══ VORLIEGENDER TEXT ══

2 Genfer Konventionen als Akt der Weiterentwicklung
Die Realitäten des Krieges hatten sich seit Solferino gewandelt. Bürgerkriege traten zusehends neben die internationalen bewaffneten Konflikte; der Spanische Bürgerkrieg (Juli 1936 bis August 1939) war ein herausragender Fall. Und unter den Kriegsopfern befanden sich – ungleich Solferino – in zunehmendem Masse Zivilpersonen. Mit der Verabschiedung der vier Genfer Konventionen von 19492 sollte dieser Entwicklung Rechnung getragen werden. In die vier Genfer Konventionen wurde auch ein gemeinsamer Artikel 3 eingefügt, der die Opfer nicht-internationaler bewaffneter Konflikte schützt.
Und mit der IV. Genfer Konvention wurde ein rechtliches Regime zum Schutze von Zivilpersonen in Kriegszeiten geschaffen. Zwei Zusatzprotokolle von 19773 erweiterten und vertieften den Schutz je für die Opfer von internationalen wie von nicht-internationalen bewaffneten Konflikten. Vor allem fanden bereits etablierte Regeln4 über die Mittel und Methoden der Kriegsführung dort eine Präzisierung und Vertiefung.5
In den neuen Vertragswerken wurde ein System von Normen errichtet, das zwischen verschiedenen Typen internationaler und nicht-internationaler bewaffneter Konflikte differenzierte. Es wurde der Versuch unternommen, mit Hilfe präziser vertraglicher Definitionen Linien zu ziehen zwischen Feldern, in denen je verschiedene Regelungen des humanitären Rechts zur Anwendung kommen sollten.

═══
══ EXTRAHIERTE EINTRÄGE ══

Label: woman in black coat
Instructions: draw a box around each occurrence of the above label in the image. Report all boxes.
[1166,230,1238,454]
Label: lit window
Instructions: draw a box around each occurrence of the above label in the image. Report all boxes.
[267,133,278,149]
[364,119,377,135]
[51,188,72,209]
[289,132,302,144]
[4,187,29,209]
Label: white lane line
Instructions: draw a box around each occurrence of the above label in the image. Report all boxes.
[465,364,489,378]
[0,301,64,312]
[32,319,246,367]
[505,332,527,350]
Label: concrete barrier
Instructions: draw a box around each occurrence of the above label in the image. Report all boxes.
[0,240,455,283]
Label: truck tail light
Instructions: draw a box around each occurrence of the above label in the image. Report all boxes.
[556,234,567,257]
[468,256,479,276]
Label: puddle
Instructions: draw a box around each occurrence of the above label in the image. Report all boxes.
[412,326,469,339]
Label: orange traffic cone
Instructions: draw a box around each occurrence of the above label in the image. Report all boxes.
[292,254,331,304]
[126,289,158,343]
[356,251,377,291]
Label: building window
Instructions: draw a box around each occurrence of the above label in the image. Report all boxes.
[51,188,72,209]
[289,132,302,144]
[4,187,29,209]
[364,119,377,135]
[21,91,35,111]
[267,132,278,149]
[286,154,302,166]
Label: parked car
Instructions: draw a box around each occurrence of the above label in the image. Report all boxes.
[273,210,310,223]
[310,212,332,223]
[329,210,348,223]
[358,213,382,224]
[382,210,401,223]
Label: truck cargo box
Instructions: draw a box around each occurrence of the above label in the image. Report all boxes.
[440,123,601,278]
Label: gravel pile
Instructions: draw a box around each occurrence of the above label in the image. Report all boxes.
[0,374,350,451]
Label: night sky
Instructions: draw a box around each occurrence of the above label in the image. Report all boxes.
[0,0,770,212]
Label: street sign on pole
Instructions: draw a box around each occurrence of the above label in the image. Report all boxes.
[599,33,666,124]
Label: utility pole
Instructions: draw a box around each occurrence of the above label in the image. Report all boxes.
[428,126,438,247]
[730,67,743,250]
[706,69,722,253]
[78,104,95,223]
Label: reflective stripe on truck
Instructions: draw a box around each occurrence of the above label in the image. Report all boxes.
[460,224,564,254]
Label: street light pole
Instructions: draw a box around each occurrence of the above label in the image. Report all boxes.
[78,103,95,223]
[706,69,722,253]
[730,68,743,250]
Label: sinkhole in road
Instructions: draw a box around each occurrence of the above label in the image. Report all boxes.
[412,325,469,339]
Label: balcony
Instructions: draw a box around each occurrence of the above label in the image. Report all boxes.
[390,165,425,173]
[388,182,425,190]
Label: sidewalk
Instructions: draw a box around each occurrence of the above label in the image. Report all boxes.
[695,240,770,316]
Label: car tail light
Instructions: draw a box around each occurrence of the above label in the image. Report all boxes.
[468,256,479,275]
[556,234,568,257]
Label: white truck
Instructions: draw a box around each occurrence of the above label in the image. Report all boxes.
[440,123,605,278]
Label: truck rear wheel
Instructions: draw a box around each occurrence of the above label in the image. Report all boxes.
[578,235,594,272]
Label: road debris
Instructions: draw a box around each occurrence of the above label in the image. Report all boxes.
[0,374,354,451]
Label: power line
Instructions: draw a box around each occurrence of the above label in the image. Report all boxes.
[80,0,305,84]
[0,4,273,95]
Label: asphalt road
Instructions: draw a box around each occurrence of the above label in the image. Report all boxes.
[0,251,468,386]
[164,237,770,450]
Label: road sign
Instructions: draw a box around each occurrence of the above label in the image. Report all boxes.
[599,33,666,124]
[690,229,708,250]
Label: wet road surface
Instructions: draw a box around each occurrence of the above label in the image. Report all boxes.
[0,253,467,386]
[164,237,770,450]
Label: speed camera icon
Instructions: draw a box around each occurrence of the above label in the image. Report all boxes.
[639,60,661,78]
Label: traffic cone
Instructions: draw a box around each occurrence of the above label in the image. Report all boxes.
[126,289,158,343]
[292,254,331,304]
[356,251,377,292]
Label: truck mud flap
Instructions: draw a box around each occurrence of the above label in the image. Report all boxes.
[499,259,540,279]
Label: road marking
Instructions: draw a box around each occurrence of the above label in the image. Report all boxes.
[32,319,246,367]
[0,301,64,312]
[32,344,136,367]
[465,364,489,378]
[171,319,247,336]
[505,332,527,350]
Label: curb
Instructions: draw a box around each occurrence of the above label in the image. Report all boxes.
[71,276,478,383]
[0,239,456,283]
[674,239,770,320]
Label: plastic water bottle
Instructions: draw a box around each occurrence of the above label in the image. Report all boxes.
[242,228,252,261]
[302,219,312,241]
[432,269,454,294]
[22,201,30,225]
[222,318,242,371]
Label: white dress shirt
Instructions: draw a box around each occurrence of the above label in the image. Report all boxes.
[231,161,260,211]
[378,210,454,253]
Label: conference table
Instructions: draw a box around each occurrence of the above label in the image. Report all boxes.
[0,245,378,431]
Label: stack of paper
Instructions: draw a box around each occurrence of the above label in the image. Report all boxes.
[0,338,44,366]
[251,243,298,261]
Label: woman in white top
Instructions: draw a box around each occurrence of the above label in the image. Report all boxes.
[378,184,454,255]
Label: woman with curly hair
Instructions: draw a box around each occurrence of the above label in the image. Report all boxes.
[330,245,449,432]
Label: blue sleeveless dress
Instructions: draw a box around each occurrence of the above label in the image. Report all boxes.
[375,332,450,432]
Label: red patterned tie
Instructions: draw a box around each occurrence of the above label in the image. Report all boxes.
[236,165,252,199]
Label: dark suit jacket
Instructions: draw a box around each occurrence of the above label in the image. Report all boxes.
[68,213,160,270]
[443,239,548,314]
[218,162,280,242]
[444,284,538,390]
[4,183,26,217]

═══

▶ AUFGABENSTELLUNG:
**a)** Beantworten Sie anhand des Textes zu den Genfer Konventionen die folgenden Fragen:
(i) Welcher Bürgerkrieg wird als herausragender Fall genannt?
(ii) Welcher Artikel schützt die Opfer nicht-internationaler bewaffneter Konflikte?
(iii) Mit welcher Konvention wurde ein rechtliches Regime zum Schutze von Zivilpersonen in Kriegszeiten geschaffen?
**b)** Übersetzen Sie folgenden Satz aus dem Text zu den Genfer Konventionen ins Englische: „Es wurde der Versuch unternommen, mit Hilfe präziser vertraglicher Definitionen Linien zu ziehen zwischen Feldern, in denen je verschiedene Regelungen des humanitären Rechts zur Anwendung kommen sollten.“
**c)** Führen Sie den Text zu den Genfer Konventionen im Anschluss an seinen letzten Satz weiter.

▶ LÖSUNGEN:
**a)**
(i) Der Spanische Bürgerkrieg (Juli 1936 bis August 1939)
(ii) Der in die vier Genfer Konventionen eingefügte gemeinsame Artikel 3
(iii) Die IV. Genfer Konvention

**b)** An attempt was made, with the help of precise treaty definitions, to draw lines between fields in which different rules of humanitarian law were each to apply.

**c)**
Wichtig sind in diesem Zusammenhang vor allem die Schwellen, die den Bereich der «inneren Unruhen», «Spannungen» und «Turbulenzen» von demjenigen der bewaffneten Konflikte und die Anwendungsräume von nicht-internationalen bewaffneten Konflikten im Sinne des gemeinsamen Artikels 3 der vier Genfer Konventionen beziehungsweise des II. Zusatzprotokolls von den internationalen bewaffneten Konflikten im Sinne der Genfer Konventionen und des I. Zusatzprotokolls abgrenzten. Die Linien zwischen den Konflikttypen waren aber zusehends Erosionen ausgesetzt.6 Insgesamt stellen sich insbesondere zwei Fragen7:
2.1 Aktive Beteiligung von Zivilpersonen an bewaffneten Auseinandersetzungen
Es geht hier darum, dass nach einem Grundprinzip des humanitären Völkerrechts zwischen Kombattanten und Zivilbevölkerung und zwischen militärischen Zielen und zivilen Gütern zu unterscheiden ist: Kombattanten und militärische Ziele dürfen angegriffen werden, und Kombattanten ist im Falle einer Gefangennahme das Privileg von Kriegsgefangenen zu gewähren; Zivilpersonen und zivile Güter hingegen geniessen Immunität vor kriegerischen Angriffen. Sinn des «principle of distinction» ist es, der Zivilbevölkerung (Männer, Frauen und Kindern) und zivilen Gütern einen möglichst weitgehenden Schutz vor militärischen Aktionen zu gewähren.
Nun ist es aber so, dass sich in zunehmendem Masse auch Zivilpersonen aktiv am militärischen Geschehen beteiligen. Da sie weder uniformiert sind, noch die Waffen offen tragen, sind sie als Kampfbeteiligte nicht erkennbar. Wie können sie identifiziert werden? Wie – das heisst, mit welchem Intensitätsgrad – ist die «aktive Teilnahme» definiert? Das IKRK hat es unternommen, einschlägige «guidelines» zu entwickeln,8 und als Konsequenz festgehalten, dass der Zivilist für die Zeitspanne der aktiven Teilnahme seinen Schutz als Zivilperson verliert, ohne aber den Anspruch zu gewinnen, im Falle der Gefangennahme als Kriegsgefangener behandelt zu werden.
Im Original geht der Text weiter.